§ **Selected text**:
○ ○ ○ ○ ○

+ update-x86_64-mm-xen-use-iret-directly-where-possible.patch added to -mm tree

[Date Prev][Date Next][Thread Prev][Thread Next][Date Index][Thread Index]

 



The patch titled
     update x86_64-mm-xen-use-iret-directly-where-possible
has been added to the -mm tree.  Its filename is
     update-x86_64-mm-xen-use-iret-directly-where-possible.patch

*** Remember to use Documentation/SubmitChecklist when testing your code ***

See http://www.zip.com.au/~akpm/linux/patches/stuff/added-to-mm.txt to find
out what to do about this

------------------------------------------------------
Subject: update x86_64-mm-xen-use-iret-directly-where-possible
From: Jeremy Fitzhardinge <jeremy@xxxxxxxx>

There's only a minor code change from the version you've got, but the
comments are more accurate.

Signed-off-by: Jeremy Fitzhardinge <jeremy@xxxxxxxxxxxxx>
Cc: Andi Kleen <ak@xxxxxxx>
Signed-off-by: Andrew Morton <akpm@xxxxxxxxxxxxxxxxxxxx>
---

 arch/i386/xen/xen-asm.S |   56 +++++++++++++++++++++++++-------------
 1 files changed, 37 insertions(+), 19 deletions(-)

diff -puN arch/i386/xen/xen-asm.S~update-x86_64-mm-xen-use-iret-directly-where-possible arch/i386/xen/xen-asm.S
--- a/arch/i386/xen/xen-asm.S~update-x86_64-mm-xen-use-iret-directly-where-possible
+++ a/arch/i386/xen/xen-asm.S
@@ -108,14 +108,28 @@ ENDPATCH(xen_restore_fl_direct)

○ ○ ○ ○ ○

§ **Recorded data**:
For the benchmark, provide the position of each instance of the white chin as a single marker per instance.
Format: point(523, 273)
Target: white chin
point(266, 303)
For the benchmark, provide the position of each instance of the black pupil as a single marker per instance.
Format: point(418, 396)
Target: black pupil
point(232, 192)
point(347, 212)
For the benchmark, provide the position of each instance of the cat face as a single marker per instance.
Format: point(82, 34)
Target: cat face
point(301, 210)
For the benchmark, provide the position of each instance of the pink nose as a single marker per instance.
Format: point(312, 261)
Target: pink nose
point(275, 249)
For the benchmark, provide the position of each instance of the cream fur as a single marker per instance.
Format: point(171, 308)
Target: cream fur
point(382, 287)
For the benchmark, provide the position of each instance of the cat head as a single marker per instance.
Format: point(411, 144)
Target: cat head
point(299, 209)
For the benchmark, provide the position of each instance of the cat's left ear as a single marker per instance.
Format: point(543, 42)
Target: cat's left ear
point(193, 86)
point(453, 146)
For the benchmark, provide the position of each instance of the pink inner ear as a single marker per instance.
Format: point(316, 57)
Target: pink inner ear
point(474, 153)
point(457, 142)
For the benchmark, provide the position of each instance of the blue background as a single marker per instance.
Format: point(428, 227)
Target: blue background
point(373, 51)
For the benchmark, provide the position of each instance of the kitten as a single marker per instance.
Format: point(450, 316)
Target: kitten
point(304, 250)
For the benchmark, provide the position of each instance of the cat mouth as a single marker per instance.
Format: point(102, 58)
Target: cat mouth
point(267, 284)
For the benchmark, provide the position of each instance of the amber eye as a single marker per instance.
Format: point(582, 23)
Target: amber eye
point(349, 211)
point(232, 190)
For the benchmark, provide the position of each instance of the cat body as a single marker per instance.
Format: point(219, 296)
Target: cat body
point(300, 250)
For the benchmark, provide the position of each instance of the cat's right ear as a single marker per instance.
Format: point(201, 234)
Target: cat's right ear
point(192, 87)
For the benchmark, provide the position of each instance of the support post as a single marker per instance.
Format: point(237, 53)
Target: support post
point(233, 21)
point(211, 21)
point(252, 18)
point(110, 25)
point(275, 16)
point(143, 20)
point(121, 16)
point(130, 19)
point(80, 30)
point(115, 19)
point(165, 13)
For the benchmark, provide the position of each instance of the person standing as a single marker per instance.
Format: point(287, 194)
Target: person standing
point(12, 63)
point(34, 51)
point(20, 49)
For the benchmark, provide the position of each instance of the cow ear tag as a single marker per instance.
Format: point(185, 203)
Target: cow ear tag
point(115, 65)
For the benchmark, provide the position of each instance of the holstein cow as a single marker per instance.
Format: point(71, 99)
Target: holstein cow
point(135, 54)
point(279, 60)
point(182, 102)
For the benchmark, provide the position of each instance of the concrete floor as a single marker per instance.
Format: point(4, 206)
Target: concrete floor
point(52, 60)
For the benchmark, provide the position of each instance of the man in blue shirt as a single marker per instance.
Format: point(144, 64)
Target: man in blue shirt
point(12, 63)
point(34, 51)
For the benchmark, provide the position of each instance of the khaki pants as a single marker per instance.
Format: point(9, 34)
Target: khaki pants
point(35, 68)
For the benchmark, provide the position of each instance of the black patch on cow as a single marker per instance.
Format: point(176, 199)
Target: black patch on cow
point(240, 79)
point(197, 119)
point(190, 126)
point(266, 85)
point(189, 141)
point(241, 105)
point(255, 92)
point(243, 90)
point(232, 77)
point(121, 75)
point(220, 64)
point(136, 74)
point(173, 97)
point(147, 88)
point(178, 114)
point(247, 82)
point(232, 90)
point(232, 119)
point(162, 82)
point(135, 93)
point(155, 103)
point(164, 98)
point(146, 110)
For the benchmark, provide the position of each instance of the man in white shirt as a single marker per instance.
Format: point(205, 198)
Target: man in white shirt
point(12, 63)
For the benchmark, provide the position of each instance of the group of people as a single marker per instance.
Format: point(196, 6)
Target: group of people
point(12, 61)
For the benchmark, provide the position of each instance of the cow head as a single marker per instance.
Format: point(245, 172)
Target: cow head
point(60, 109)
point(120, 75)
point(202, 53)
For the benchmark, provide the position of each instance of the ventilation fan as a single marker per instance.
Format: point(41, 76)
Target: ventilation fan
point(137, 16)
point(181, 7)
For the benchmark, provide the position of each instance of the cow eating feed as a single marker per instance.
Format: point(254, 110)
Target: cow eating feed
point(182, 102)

○ ○ ○ ○ ○

§ **Exercise instructions**:
**1.** List every person named in the patch notice.
**2.** Reproduce the entries from their first line through the line containing "point(382, 287)", with "benchmark" changed to "evaluation" and everything else left as it is.

§ **Solutions for each task**:
**1.**
Jeremy Fitzhardinge
Andi Kleen
Andrew Morton

**2.**
For the evaluation, provide the position of each instance of the white chin as a single marker per instance.
Format: point(523, 273)
Target: white chin
point(266, 303)
For the evaluation, provide the position of each instance of the black pupil as a single marker per instance.
Format: point(418, 396)
Target: black pupil
point(232, 192)
point(347, 212)
For the evaluation, provide the position of each instance of the cat face as a single marker per instance.
Format: point(82, 34)
Target: cat face
point(301, 210)
For the evaluation, provide the position of each instance of the pink nose as a single marker per instance.
Format: point(312, 261)
Target: pink nose
point(275, 249)
For the evaluation, provide the position of each instance of the cream fur as a single marker per instance.
Format: point(171, 308)
Target: cream fur
point(382, 287)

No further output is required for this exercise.